---------- Provided data

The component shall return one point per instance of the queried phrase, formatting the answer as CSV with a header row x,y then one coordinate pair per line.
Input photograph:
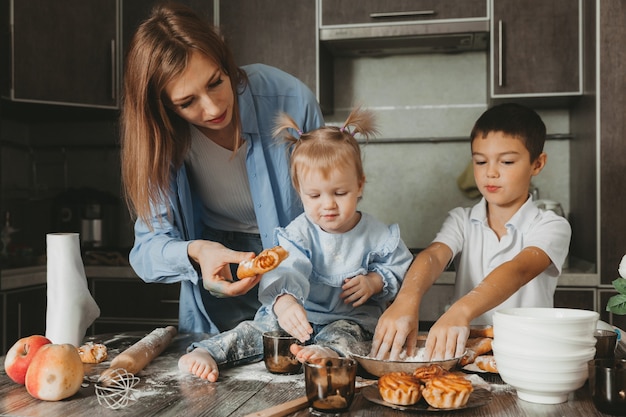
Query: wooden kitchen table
x,y
164,391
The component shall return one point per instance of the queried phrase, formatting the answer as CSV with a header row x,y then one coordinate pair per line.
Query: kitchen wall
x,y
428,101
426,106
41,160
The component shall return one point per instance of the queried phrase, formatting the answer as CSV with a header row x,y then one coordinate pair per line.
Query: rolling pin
x,y
136,357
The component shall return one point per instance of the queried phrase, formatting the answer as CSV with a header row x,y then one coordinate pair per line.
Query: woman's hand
x,y
359,289
292,317
214,260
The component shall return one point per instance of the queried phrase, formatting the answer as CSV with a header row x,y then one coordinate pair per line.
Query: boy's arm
x,y
448,335
398,326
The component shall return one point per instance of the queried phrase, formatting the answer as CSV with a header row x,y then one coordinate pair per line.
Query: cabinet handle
x,y
500,51
19,321
113,62
403,14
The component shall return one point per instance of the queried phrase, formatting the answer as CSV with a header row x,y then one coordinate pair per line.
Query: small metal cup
x,y
607,385
330,383
605,345
276,354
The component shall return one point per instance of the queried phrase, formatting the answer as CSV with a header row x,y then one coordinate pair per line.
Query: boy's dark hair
x,y
515,120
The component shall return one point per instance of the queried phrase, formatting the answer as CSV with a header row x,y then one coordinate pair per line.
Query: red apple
x,y
20,356
55,373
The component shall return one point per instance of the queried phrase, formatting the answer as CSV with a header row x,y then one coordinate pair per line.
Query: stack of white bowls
x,y
543,352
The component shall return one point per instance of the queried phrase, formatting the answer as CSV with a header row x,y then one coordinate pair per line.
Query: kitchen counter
x,y
166,392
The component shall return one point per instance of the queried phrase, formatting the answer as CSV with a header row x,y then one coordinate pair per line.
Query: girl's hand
x,y
214,260
359,289
292,317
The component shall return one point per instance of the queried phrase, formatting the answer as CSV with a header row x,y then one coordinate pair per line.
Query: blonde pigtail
x,y
361,121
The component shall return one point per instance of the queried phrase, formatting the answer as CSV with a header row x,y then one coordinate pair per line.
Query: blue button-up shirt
x,y
161,255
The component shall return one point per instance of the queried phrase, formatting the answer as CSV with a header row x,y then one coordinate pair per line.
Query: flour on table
x,y
258,372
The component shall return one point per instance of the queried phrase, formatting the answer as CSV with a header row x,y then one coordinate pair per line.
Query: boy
x,y
506,251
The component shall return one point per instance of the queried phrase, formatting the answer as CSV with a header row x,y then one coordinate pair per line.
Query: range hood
x,y
383,40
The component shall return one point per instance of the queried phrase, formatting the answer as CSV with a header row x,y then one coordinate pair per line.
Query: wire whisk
x,y
116,390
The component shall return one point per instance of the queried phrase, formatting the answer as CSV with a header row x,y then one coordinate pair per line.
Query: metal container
x,y
379,367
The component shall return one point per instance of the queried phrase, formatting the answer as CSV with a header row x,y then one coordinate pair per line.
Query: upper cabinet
x,y
65,52
349,12
70,52
536,48
280,33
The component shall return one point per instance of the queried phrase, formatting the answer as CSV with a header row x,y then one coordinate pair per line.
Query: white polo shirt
x,y
477,251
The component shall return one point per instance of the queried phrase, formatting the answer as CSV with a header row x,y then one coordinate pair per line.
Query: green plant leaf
x,y
617,304
620,285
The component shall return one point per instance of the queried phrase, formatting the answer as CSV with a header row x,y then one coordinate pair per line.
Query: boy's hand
x,y
359,289
446,339
397,328
292,317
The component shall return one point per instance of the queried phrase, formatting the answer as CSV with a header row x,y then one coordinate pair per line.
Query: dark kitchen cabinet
x,y
280,33
24,314
349,12
70,52
580,298
612,133
128,304
536,50
65,52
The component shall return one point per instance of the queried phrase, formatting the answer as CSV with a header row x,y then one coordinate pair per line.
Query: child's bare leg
x,y
304,353
200,363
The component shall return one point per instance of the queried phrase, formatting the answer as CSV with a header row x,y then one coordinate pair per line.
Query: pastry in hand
x,y
475,347
262,263
92,352
427,372
400,388
447,391
486,363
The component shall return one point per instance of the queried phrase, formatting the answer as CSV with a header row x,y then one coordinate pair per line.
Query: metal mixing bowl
x,y
379,367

--------------------

Problem to work on -> Type the lines above out again exactly as they appear, skipping every picture.

Exercise solution ->
The component shall return one point per instance of the queried phrase, formatting the answer as CSV with a header row x,y then one coordinate pair per line.
Input photograph:
Query: wooden kitchen table
x,y
164,391
The component shall return one point per instance of the queried phrase, formatting the answer as CSV with a header row x,y then one coordinate pair per line.
Query: kitchen wall
x,y
428,101
426,106
41,160
The component shall return one point per instance of the queried phrase, formatting the answer as CSV with a header row x,y then one coordinate pair per line.
Query: rolling pin
x,y
136,357
The component shall return one point per instance of the queried phrase, formatting the answer as CSV with a header row x,y then one coordinate pair per line.
Query: woman's hand
x,y
359,289
292,317
214,260
The component shall return one point per instance of the queried phrase, formatting the answer as CSV with a header row x,y then one coordinate pair per line.
Query: boy's arm
x,y
448,335
398,326
The component shall return one point per instance of the queried phrase, formatting the answer as CSV with a header row x,y then one coordinate pair per line.
Query: cabinet handle
x,y
500,51
19,321
113,62
403,14
The component shall return one point per instance of the queried phrase, formatting the answer as CSV with a header row x,y then one coordinate pair per line.
Query: small metal cup
x,y
607,385
330,383
605,345
276,354
The component shall return one point per instance of the queried phrase, formatting the answer as CSV with a header row x,y then one coordinate pair per line.
Query: boy's dark hair
x,y
515,120
The component shall return one point per instance of the queried phrase, formatting the answer as CSV with a header row x,y then one coordinate pair per line.
Query: red apple
x,y
20,356
55,373
The component shall return one point per instance of the queried phrase, formatting the answer as CSV with a header row x,y then one coordinate pair per line.
Query: stack of white bowls
x,y
543,352
The component shall return one point per instance of the queried phrase, formatting the answer as CSV with a header row x,y then one coordinate pair per line.
Query: kitchen counter
x,y
166,392
The component shall return one point per instance of the queried phrase, formatting the answer as CSV with a header row x,y then one coordinate pair per line.
Query: girl's hand
x,y
214,260
359,289
292,317
The component shall return one point per instance of the queried phrase, formatting the answer as CSV with a header row x,y then one coordinate pair per line.
Query: blonde pigtail
x,y
361,121
The component shall return one point per instance of the queried phrase, formatting the answer as CSV with a header row x,y then one coordinate pair per line.
Query: blue button-up shirt
x,y
161,255
The component shall return one point per instance of the queried phrase, formatting the answer as CSV with a header row x,y then one coordinate pair per line.
Query: flour on table
x,y
258,372
The component shall return one point per instance of the queried phrase, formatting the answer as CSV with a header row x,y then one coordinate pair per line.
Query: boy
x,y
506,251
The component shall return one point per instance of the queried phrase, formatting the answer as CSV with a header row x,y then one coordinate pair per line.
Query: range hood
x,y
383,40
The component shall return one point per instance of the queried phrase, formatting the answer as CSV with a header row x,y then one coordinate pair per line.
Query: wire whisk
x,y
116,390
The component shall return one point per instance of the queried phrase, formatting the answer as CSV with a header row x,y then one coordinate pair per line.
Query: metal container
x,y
379,367
The component shall return one point per instance of the queried phrase, formatting the answer as CSV with a header row x,y then one coordinate pair per line.
Query: upper cabinet
x,y
65,52
349,12
70,52
536,48
280,33
The component shall return one point per instance of the queried phrase, formatting the answer as CSV with a header row x,y then one coordinate pair per line.
Query: white polo shirt
x,y
477,251
The component shall return one point per instance of the queried phrase, formatting the answer as CSV with a header row x,y then one coordinate pair per line.
Query: green plant leaf
x,y
617,304
620,285
The component shall return one point per instance of the queried phrase, formatting the answer as CSV with a header row x,y then one coordinate pair per line.
Query: boy's hand
x,y
359,289
446,339
397,328
292,317
The component shall return one point per instance of the queried phrase, formatting the answer as CSV with a header row x,y then one coordinate pair per line.
Query: dark kitchen cabinet
x,y
280,33
24,314
349,12
70,52
580,298
612,133
128,304
536,50
65,52
The component shall return one point per instance of the queried phrase, formatting the answer as CSV with a header row x,y then one coordinate pair per line.
Query: child's bare leg
x,y
304,353
200,363
The component shall return one point per instance of the queried phrase, formatting the answer as CSV with a header row x,y then one coordinate pair per line.
Query: pastry in hand
x,y
475,347
262,263
92,352
427,372
400,388
447,391
486,363
The component shall return one point per instance of the queried phrase, formatting the answer as CSV with a header row x,y then one coordinate pair per line.
Query: metal mixing bowl
x,y
379,367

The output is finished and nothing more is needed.